** What to work on **
a - In the music news excerpt, who directed and animated the video for 'That's A Lifestyle'?
b - Put this sentence from the music news excerpt into Spanish: "Lamp Lit Prose is out on July 13th via Domino."
c - Copy everything in the music news excerpt from "Watch Circuit des" down to "Here it is.".

** Excerpt to read **
=== Section Start ===
Ahead of the album’s release on July 13th through Faith And Industry, Capitol K is enticing us with the first spellbinding single ‘Landlocked’. Take a listen now.

Watch Circuit des Yeux’s new video for ‘Falling Blonde’

We can’t put down Circuit des Yeux‘s Reaching For Indigo, a timeless favourite record that made it to our 15 Album Picks last year. Haley Fohr, the phenomenal and adventurous musician behind Circuit des Yeux, has unveiled its fourth single, ‘Falling Blonde’, and an accompanying video directed and starring New Zealand based video artist Veronica Crockford-Pound. Here it is.

In other wonderful related news, Circuit des Yeux will unleash an expanded eight-piece ensemble featuring members of the Netherlands Philharmonic Orchestra for a special one-off performance at Utrecht’s Le Guess Who? Festival this November. In addition to presenting an augmented version of Reaching For Indigo, Fohr’s performance will also include the first live rendition of previously unreleased music from the album’s sessions. With an initial spectacular line-up already in sight, and Circuit des Yeux as a huge highlight, we can’t wait for November to come.

Dirty Projectors unveil animated video for second single ‘That’s A Lifestyle’

With less than a month to go before the release of Dirty Projectors‘ new album, Lamp Lit Prose, and after teasing it with the stellar lead single, ‘Break-Thru’, David Longstreth and co have shared an extraordinary new song, ‘That’s A Lifestyle’. It comes with an accompanying video, directed and animated by Kitty Faingold. Watch it now.

Lamp Lit Prose is out on July 13th via Domino.

black midi release debut single ‘bmbmbm’

Photo: Jack Greeley-Ward

Explosive and enigmatic South London 4-piece black midi, made up of Geordie Greep (vocals/guitar), Cameron Picton (bass/vocals), Matt Kelvin (lead guitar) and Morgan Simpson (drums), have just released their debut single ‘bmbmbm’ via Speedy Wunderground‘s single series. A beast of a song, ‘bmbmbm’ marks their first physical release on limited 7” vinyl edition, and we can’t wait for more stuff like this to be sprung upon us. Take a listen now.

Nadah El Shazly shares animated video for ‘Mahmiya’

Nadah El Shazly has unveiled a video to accompany ‘Mahmiya’, the stunning and moving closing track from her debut solo album Ahwar, released last year. Egyptian artist Marwan El-Gamal, who had previously worked on Nadah’s album artwork, returns to create this befitting psychedelic tale of strange beauty. He explains how he developed the concept for the video:

“The idea for the animation came after internalising the soundscape and words of Nadah El Shazly’s ‘Mahmiya’. It had a sensibility that seemed soothing and warm – vital and at peace, yet vast and unconcerned, like a sea, long since dried and fossilised, wherein the listener is placed without bearings. This brought about a story, a character and landscape where time and location are not classified.

In this place there is a condition of symmetry between the inner world of the girl and the outer landscape. She morphs and changes through her surroundings, and through these interactions the world is animated and energised. The land evolves and vegetates and soars and crumbles. Things occur as they will, and force is not exerted, but rather the events unfold without effort.

Time becomes represented as fluctuating and dilating, and our girl breathes, plays, creates, grows, and becomes conclusively unrecognisable, then to be brought back to the beginning of a cycle.

There seems to be an indefiniteness to the events, and change is constant, and she plays her part with no concern to consequence. The girl may be an extension of the land, a force of creation, a mechanical machine, or a little girl vulnerable to this ambiguous place full of unfamiliar entities. Through this ambiguity I hope to provide a visual counterpart to Nadah El Shazly’s touching song.”

Watch the video for ‘Mahmiya’ below.


Ahwar is out now via Nawa Recordings.
=== Section End ===
** Data extracts **
=== Section Start ===
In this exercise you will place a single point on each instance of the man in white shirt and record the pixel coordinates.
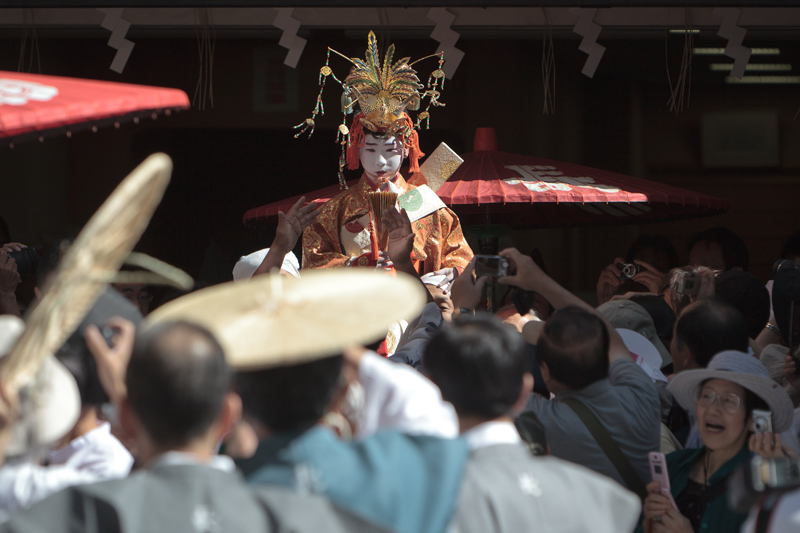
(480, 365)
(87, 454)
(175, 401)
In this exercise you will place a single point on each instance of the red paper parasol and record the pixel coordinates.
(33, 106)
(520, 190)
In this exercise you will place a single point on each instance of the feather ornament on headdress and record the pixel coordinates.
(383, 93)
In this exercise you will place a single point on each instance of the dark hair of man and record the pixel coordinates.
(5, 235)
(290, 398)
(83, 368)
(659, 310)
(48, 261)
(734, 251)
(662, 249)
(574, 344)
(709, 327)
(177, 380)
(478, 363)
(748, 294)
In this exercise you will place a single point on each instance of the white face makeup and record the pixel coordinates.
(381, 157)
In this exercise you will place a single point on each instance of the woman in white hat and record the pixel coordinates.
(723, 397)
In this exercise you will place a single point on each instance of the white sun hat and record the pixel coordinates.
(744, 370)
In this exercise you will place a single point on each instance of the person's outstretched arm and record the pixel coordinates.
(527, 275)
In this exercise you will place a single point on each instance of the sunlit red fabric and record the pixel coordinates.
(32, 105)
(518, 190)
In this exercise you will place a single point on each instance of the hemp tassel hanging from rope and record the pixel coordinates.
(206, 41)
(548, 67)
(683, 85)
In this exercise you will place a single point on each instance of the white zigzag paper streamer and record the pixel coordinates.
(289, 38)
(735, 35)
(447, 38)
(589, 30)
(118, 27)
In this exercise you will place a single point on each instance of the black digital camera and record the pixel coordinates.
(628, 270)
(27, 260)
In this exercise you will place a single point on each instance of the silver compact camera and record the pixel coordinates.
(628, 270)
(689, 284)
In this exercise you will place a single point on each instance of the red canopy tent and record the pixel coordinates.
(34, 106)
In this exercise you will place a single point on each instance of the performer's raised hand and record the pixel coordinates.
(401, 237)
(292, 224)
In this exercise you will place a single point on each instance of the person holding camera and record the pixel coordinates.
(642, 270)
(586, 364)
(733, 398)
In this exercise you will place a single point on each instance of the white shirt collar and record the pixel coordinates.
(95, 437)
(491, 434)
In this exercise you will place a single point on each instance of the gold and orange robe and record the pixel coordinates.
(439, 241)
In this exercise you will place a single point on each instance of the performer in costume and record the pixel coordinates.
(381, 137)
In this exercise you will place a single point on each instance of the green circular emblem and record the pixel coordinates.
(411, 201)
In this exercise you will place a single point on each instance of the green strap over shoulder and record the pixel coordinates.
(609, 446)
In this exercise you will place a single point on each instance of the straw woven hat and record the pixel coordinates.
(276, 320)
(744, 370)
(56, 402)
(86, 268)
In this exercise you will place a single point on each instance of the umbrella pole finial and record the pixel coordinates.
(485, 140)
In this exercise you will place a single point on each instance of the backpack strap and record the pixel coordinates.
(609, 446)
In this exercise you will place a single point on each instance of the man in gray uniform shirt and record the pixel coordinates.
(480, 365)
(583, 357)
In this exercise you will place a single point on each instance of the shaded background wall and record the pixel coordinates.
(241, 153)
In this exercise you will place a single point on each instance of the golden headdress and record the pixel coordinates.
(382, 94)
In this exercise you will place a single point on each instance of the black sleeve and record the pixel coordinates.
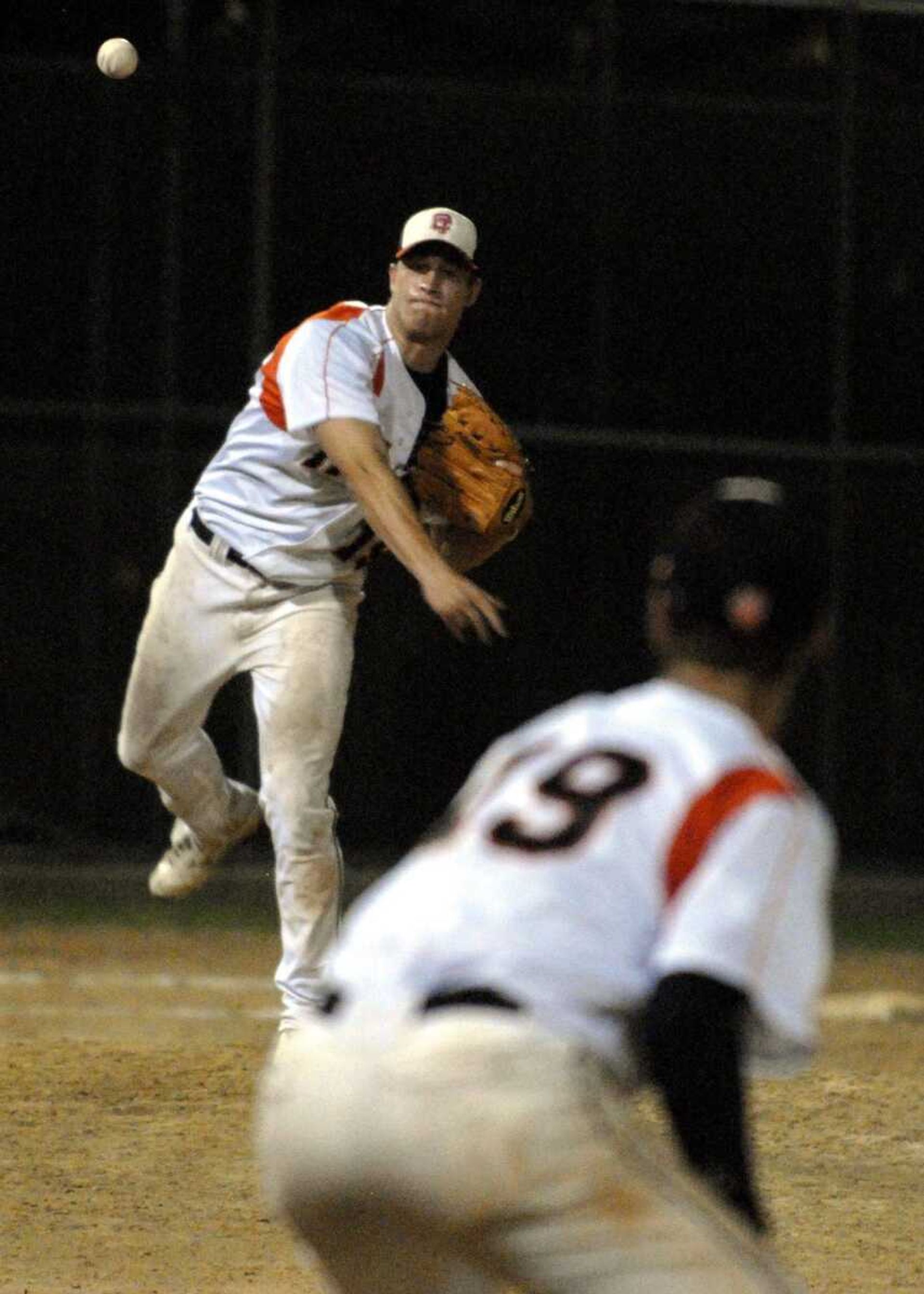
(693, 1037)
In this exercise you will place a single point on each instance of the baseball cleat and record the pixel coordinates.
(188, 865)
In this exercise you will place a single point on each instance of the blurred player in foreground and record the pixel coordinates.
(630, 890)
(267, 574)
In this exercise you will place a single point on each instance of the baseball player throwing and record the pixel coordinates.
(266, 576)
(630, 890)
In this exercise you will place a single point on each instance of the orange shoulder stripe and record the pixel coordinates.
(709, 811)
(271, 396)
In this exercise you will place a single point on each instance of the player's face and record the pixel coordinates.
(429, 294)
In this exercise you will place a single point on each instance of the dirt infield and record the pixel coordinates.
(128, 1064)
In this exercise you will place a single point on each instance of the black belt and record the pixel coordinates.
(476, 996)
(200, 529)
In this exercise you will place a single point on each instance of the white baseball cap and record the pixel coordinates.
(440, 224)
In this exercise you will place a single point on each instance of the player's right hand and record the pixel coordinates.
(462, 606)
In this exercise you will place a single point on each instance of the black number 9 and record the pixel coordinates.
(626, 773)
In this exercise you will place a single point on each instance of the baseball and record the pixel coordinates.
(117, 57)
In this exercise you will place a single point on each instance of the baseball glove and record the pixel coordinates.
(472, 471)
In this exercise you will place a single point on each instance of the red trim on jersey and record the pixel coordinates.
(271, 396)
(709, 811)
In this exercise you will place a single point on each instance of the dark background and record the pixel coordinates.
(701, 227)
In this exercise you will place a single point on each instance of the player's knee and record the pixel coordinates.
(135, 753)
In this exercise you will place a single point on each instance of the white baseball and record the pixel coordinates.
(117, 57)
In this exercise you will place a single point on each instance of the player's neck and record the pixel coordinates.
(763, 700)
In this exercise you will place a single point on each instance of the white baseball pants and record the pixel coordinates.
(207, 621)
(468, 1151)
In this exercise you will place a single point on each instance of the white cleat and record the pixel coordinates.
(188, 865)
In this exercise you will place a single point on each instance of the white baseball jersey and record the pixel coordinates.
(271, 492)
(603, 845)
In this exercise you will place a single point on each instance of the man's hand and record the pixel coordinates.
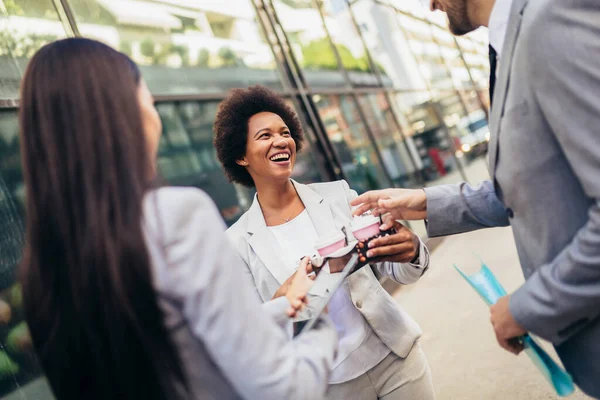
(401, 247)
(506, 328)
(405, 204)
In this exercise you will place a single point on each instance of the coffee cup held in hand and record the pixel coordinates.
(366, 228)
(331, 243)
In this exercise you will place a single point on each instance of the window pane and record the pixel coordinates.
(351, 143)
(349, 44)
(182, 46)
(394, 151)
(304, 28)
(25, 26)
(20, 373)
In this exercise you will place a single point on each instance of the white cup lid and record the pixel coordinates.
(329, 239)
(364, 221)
=== Section End ===
** Problem solutions **
a - Kitty Faingold

b - Lamp Lit Prose sale el 13 de julio a través de Domino.

c -
Watch Circuit des Yeux’s new video for ‘Falling Blonde’

We can’t put down Circuit des Yeux‘s Reaching For Indigo, a timeless favourite record that made it to our 15 Album Picks last year. Haley Fohr, the phenomenal and adventurous musician behind Circuit des Yeux, has unveiled its fourth single, ‘Falling Blonde’, and an accompanying video directed and starring New Zealand based video artist Veronica Crockford-Pound. Here it is.